EXERCISE - Copy out each line below exactly as it appears.

MATERIAL SHOWN -
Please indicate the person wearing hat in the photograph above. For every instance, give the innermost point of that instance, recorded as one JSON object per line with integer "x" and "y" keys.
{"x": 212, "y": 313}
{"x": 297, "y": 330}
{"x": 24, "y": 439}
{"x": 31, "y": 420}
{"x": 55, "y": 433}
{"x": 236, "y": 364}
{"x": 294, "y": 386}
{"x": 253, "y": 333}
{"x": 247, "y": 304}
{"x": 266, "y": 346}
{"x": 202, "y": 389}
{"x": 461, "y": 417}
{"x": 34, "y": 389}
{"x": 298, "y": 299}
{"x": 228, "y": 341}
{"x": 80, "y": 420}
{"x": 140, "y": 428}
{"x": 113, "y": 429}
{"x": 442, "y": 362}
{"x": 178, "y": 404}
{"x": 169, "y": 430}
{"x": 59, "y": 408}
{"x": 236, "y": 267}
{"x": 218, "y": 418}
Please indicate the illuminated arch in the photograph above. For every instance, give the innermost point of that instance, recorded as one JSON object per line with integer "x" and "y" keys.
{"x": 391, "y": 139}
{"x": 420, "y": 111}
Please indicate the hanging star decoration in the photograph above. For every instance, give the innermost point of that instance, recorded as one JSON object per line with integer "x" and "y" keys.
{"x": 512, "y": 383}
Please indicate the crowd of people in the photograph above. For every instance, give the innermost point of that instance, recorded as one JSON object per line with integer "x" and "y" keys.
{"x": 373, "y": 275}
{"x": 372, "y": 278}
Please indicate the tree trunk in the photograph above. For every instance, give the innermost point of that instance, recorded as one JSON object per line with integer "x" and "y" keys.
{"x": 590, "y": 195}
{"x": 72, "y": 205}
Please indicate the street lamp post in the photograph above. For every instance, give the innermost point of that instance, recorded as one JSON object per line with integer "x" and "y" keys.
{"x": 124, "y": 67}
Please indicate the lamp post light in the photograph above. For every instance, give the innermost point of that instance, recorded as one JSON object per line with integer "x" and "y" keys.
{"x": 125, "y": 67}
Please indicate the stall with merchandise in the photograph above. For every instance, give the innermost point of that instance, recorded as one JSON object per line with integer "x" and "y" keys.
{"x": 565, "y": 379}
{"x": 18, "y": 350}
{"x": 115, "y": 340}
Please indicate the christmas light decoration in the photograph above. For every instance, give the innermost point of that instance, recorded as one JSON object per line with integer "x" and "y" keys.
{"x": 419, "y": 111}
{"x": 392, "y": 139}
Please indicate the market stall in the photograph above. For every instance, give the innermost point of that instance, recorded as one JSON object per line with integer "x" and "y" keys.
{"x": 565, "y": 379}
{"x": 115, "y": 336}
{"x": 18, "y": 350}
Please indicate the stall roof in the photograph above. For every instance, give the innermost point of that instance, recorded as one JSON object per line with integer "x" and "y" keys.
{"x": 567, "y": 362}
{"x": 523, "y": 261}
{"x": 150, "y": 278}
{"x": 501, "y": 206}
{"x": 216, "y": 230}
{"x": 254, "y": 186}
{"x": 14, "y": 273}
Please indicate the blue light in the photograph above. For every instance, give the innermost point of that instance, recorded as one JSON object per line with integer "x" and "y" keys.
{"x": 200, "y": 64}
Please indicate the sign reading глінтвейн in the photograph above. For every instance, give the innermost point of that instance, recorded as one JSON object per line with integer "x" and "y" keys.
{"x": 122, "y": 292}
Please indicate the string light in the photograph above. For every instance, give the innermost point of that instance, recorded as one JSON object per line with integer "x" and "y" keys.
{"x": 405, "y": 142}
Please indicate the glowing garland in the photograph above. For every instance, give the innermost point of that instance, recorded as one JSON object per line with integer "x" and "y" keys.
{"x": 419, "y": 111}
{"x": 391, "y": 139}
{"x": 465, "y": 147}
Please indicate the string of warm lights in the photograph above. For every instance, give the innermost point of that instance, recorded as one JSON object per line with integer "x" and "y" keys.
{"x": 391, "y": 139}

SOLUTION TO THE EXERCISE -
Please indicate the person wearing hat in the photograph above. For every instance, give the innermost point of that instance, recorded as one JSON object per line with integer "x" and "y" keys.
{"x": 212, "y": 313}
{"x": 297, "y": 330}
{"x": 24, "y": 439}
{"x": 31, "y": 420}
{"x": 55, "y": 433}
{"x": 236, "y": 364}
{"x": 294, "y": 386}
{"x": 253, "y": 333}
{"x": 247, "y": 304}
{"x": 266, "y": 346}
{"x": 202, "y": 389}
{"x": 461, "y": 417}
{"x": 34, "y": 389}
{"x": 298, "y": 299}
{"x": 228, "y": 341}
{"x": 80, "y": 420}
{"x": 140, "y": 428}
{"x": 113, "y": 429}
{"x": 442, "y": 362}
{"x": 178, "y": 404}
{"x": 169, "y": 430}
{"x": 59, "y": 408}
{"x": 236, "y": 267}
{"x": 218, "y": 418}
Please indicate the illuminated arch in the photograph above. For every instance, give the innermost point of that instance, recorded as one JSON object per line with integer "x" and "y" keys.
{"x": 391, "y": 139}
{"x": 420, "y": 111}
Please indicate the hanging star decoration in the photograph above. For every instance, give the innermost point of that instance, recorded as one JSON object per line with integer "x" and "y" keys.
{"x": 512, "y": 383}
Please indicate the crowd of people in the photograph above. For every instance, give the innermost point of that instance, recorded as one JSON object per line with integer "x" and "y" keys.
{"x": 373, "y": 275}
{"x": 372, "y": 278}
Please indicate the tree trunk in the photograph above. For every instance, give the innermost point of that instance, recorded as one JSON object per line with integer "x" and "y" keys.
{"x": 590, "y": 195}
{"x": 72, "y": 205}
Please indicate the street lamp post in the photograph above. For every instance, give the innermost point of that instance, recorded as one JSON object per line with integer "x" and "y" keys.
{"x": 124, "y": 67}
Please indicate the lamp post light in the photograph above. For every instance, give the innermost point of that instance, recorded as one JSON object per line with integer "x" and "y" keys.
{"x": 125, "y": 67}
Please indicate the stall with merchandise in the photograph above. For every instance, give the innermost point of that instance, recorded as one JSON object per line with integer "x" and "y" keys.
{"x": 565, "y": 379}
{"x": 18, "y": 350}
{"x": 115, "y": 340}
Please indicate the christmas light decoration in the photograph above. For every instance, give the innermost point of that instance, recorded as one JSON object per line with integer "x" and "y" keys.
{"x": 419, "y": 111}
{"x": 392, "y": 139}
Please indicate the market stall in the photograph above. For every instance, give the innermost point of that instance, recorded as one JSON object per line with integer "x" and "y" keys.
{"x": 565, "y": 379}
{"x": 115, "y": 336}
{"x": 18, "y": 350}
Please indicate the stall roof in the photograph above. For every instance, give the innermost point of that instance, recorded as one JSON object per line with integer "x" and "y" keys.
{"x": 567, "y": 362}
{"x": 523, "y": 261}
{"x": 150, "y": 278}
{"x": 501, "y": 206}
{"x": 216, "y": 230}
{"x": 254, "y": 186}
{"x": 14, "y": 273}
Please indicate the blue light in the photograph above. For every instance, give the innermost point of that instance, recorded as one JSON object per line with integer "x" and "y" keys.
{"x": 200, "y": 64}
Please indicate the sign reading глінтвейн in the photograph above. For every instance, give the innermost point of that instance, recorded as one JSON object per line with integer "x" and "y" keys.
{"x": 122, "y": 292}
Please indicate the string light in the photograph above. For every instance, give the innermost point of that instance, recorded as one JSON object per line with integer "x" and "y" keys.
{"x": 405, "y": 142}
Please indicate the glowing garland in the photograph above. For every instance, give the innermost point of that instance, recorded as one JSON object per line with integer "x" and "y" keys.
{"x": 419, "y": 111}
{"x": 391, "y": 139}
{"x": 465, "y": 147}
Please indicate the string of warm lights in the photograph above. For every instance, give the innermost point of that instance, recorded as one JSON object per line with integer "x" and "y" keys.
{"x": 391, "y": 139}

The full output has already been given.